**ACTIVITIES**
1. In the text on agent prompting, what does the second agent review in adversarial review?
2. Write out the part of the text on agent prompting starting with "The frontier of" and going on through "code is written.", word for word.

**GIVEN TEXT**
Content starts
The frontier of agent prompting is the explore-plan-implement split. Instead of one prompt that does everything, you separate the phases: first ask the agent to read the relevant code and write a plan (without editing anything), review and edit that plan yourself, then tell it to implement. Separating research from execution is the single most reliable way to stop an agent from confidently solving the wrong problem — it surfaces a misunderstanding while it's still cheap, before any code is written.
For production and unattended runs, two more patterns matter. Adversarial review: after the agent finishes, a second agent in a fresh context reviews only the diff against the original requirements — it isn't biased toward code it just wrote, so it catches gaps the first agent rationalized. And fan-out: for big migrations, you write the prompt once, test it on two or three files, then loop the same prompt across hundreds of files non-interactively. At that scale the prompt is no longer a one-off message — it's a small program you debug and tune. The honest truth of the field is that prompting an agent is converging with engineering management: the people who get great output are the ones who write great briefs, give clear acceptance criteria, and verify the work.
FAQ
Why does my AI coding agent write the wrong code?
Content ends
**GIVEN DATA**
Content starts
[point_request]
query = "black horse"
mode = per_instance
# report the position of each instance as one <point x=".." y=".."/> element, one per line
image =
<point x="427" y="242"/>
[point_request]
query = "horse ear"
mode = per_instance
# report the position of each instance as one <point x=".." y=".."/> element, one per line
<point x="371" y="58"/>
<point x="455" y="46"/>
Content ends
**SOLUTION LIST**
1. Only the diff against the original requirements.

2.
The frontier of agent prompting is the explore-plan-implement split. Instead of one prompt that does everything, you separate the phases: first ask the agent to read the relevant code and write a plan (without editing anything), review and edit that plan yourself, then tell it to implement. Separating research from execution is the single most reliable way to stop an agent from confidently solving the wrong problem — it surfaces a misunderstanding while it's still cheap, before any code is written.